#### YOUR TASKS
(1) Render this sentence from the Andal Aerotropolis article in Spanish: "It is also the first greenfield aerotropolis, developed around the Kazi Nazrul Islam Airport."
(2) Using the Andal Aerotropolis article, explain in one to three sentences why the place bears the name Sujalaam.
(3) From the Andal Aerotropolis article, reproduce the passage starting with "Sujalaam Skycity, popularly" and going on through "World War II.".

#### DOCUMENT EXTRACT
___
- Sujalaam Skycity
- Logo of Sujalaam Sky city, Durgapur
- Sujalaam Skycity Location within West Bengal Sujalaam Skycity Location within India
- Coordinates: 23°37′16″N 87°14′36″E﻿ / ﻿23.62111°N 87.24333°E
- Country: India
- State: West Bengal
- District: Paschim Bardhaman district
- Subdivision: Durgapur
- Community Development Block: Andal
- Established: 2011
- Named for: Sujalaam, which means "rich with water bodies" in Sanskrit

Area
- • Total: 8.004682 km^{2} (3.090625 sq mi)
- Demonym: Skycityizen
- Website: www.bengalaero.com/Home/Sujalaam

= Andal Aerotropolis =

Sujalaam Skycity, popularly known as Durgapur Aerotropolis is India's first aerotropolis, located at Andal, in the industrial city of Durgapur in the Paschim Bardhaman district of West Bengal. It is also the first greenfield aerotropolis, developed around the Kazi Nazrul Islam Airport. It has been developed in association with Singapore's Changi Airports International (CAI) and constructed by Bengal Aerotropolis Projects Limited (BAPL). The airport city is constructed around an old airfield RIAF Station Andal and used by the RAF in Andal, and also by the USAAF during World War II.
___
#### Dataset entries
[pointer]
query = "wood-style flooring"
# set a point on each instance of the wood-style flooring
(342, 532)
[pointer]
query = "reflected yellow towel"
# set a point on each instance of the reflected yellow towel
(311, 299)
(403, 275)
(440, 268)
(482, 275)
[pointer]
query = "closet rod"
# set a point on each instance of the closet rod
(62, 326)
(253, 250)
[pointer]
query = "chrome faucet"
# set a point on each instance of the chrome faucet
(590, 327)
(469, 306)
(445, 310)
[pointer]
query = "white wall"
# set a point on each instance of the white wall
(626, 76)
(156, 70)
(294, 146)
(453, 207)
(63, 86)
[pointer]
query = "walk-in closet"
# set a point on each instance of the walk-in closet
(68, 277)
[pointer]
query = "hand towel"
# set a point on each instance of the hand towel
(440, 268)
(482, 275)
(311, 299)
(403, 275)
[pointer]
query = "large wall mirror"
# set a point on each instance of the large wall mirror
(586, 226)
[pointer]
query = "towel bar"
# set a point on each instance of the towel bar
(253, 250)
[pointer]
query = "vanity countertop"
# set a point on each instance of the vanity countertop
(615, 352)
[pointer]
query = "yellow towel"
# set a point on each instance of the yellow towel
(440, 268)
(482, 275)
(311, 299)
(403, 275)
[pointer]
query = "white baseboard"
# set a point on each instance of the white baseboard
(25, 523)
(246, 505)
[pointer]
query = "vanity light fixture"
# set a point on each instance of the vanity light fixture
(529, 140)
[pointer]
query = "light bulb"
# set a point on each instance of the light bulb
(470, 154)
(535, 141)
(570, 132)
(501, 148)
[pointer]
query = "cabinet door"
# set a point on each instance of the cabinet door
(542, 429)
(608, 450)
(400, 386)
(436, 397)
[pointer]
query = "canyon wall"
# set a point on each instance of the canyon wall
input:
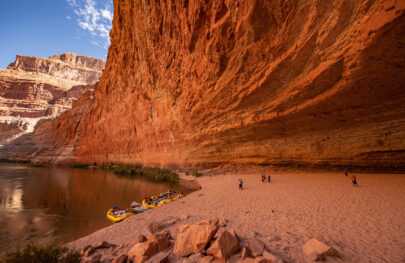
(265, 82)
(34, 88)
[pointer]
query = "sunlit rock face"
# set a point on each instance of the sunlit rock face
___
#### ANSWERS TO THE TASKS
(1) También es la primera aerotrópolis de nueva planta, desarrollada en torno al aeropuerto Kazi Nazrul Islam.

(2) The place is named for Sujalaam, a Sanskrit word meaning "rich with water bodies."

(3)
Sujalaam Skycity, popularly known as Durgapur Aerotropolis is India's first aerotropolis, located at Andal, in the industrial city of Durgapur in the Paschim Bardhaman district of West Bengal. It is also the first greenfield aerotropolis, developed around the Kazi Nazrul Islam Airport. It has been developed in association with Singapore's Changi Airports International (CAI) and constructed by Bengal Aerotropolis Projects Limited (BAPL). The airport city is constructed around an old airfield RIAF Station Andal and used by the RAF in Andal, and also by the USAAF during World War II.